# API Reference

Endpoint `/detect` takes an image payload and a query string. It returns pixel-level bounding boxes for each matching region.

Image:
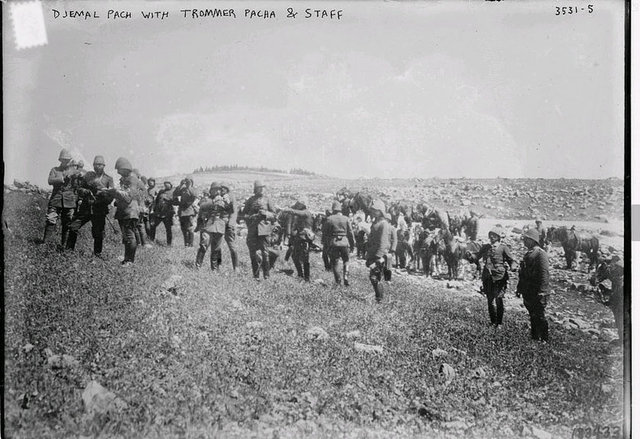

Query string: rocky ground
[3,175,623,438]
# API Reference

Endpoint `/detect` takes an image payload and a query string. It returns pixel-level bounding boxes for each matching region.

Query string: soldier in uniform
[243,180,275,279]
[365,200,397,302]
[282,199,314,282]
[173,178,198,247]
[42,149,80,248]
[477,228,517,328]
[536,217,549,251]
[326,201,355,287]
[67,155,115,256]
[196,182,237,270]
[150,181,174,246]
[131,168,151,247]
[109,157,141,267]
[144,177,158,240]
[516,229,551,342]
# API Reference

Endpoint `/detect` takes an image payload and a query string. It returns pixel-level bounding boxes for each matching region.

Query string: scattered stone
[307,326,329,340]
[438,363,456,385]
[47,354,80,369]
[82,380,127,415]
[344,330,361,338]
[354,342,384,354]
[431,348,449,359]
[471,367,487,378]
[442,421,469,430]
[160,274,182,295]
[531,426,555,439]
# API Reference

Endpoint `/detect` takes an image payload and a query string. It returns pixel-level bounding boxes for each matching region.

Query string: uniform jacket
[367,219,398,261]
[115,175,140,220]
[327,213,355,248]
[516,246,551,298]
[243,195,275,236]
[153,188,174,218]
[198,194,237,233]
[78,171,115,213]
[478,241,516,281]
[49,166,80,209]
[173,186,198,216]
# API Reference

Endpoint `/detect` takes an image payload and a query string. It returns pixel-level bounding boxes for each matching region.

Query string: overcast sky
[2,0,624,184]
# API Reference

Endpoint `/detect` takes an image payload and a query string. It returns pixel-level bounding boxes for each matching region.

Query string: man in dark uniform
[173,178,198,247]
[42,149,81,244]
[516,229,551,342]
[67,155,115,256]
[150,181,174,246]
[109,157,141,267]
[326,201,355,287]
[243,180,275,279]
[536,218,549,251]
[196,182,236,270]
[477,228,517,328]
[282,199,314,282]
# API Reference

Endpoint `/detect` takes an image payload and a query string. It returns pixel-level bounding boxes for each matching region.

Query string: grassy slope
[4,194,621,437]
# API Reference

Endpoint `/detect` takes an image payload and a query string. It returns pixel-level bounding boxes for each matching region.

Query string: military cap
[58,148,71,160]
[370,200,387,215]
[522,229,540,245]
[115,157,133,171]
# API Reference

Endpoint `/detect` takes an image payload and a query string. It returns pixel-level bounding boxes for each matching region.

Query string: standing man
[536,217,549,251]
[243,180,275,279]
[109,157,140,267]
[67,155,115,257]
[282,198,314,282]
[173,178,198,247]
[516,229,551,342]
[477,228,516,328]
[144,177,158,241]
[150,181,174,247]
[218,183,238,271]
[196,182,236,270]
[365,200,397,302]
[42,149,80,244]
[326,201,355,287]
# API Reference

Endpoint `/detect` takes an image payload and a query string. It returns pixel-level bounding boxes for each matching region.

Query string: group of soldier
[43,149,624,341]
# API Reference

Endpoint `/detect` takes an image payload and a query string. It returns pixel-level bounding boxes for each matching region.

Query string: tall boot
[229,251,238,271]
[42,223,56,242]
[67,230,78,250]
[93,236,103,256]
[302,262,311,282]
[196,248,207,268]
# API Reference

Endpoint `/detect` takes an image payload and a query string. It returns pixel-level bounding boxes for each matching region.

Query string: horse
[438,229,466,279]
[547,226,600,273]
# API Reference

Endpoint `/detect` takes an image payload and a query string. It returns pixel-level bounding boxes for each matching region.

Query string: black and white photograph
[2,0,631,439]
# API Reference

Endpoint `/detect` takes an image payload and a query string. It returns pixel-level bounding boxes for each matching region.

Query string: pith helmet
[116,157,133,171]
[522,229,540,245]
[371,200,387,215]
[58,148,71,160]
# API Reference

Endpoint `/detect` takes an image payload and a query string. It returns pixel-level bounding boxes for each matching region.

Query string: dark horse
[548,226,600,272]
[438,229,466,279]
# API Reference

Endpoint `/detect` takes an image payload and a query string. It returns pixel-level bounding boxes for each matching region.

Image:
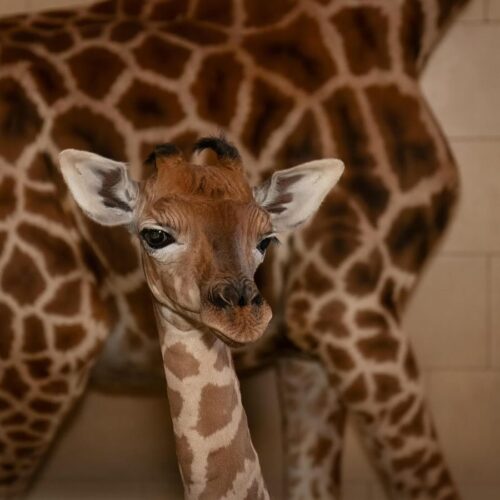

• [Directive]:
Could you rewrite the data from its very start through the line containing "[3,175,623,438]", both ends included and the requests kept in, with each bounding-box coordinate in the answers rescaled by 1.3 and rounded to a whole number (halves rounding up)? Leave the pictures out.

• [Exercise answer]:
# API Reference

Endpoint `/detect` takes an image payload and a query string. It returns pixel-level bounding boxes for each matching region.

Image:

Query string: rocky ground
[4,228,810,569]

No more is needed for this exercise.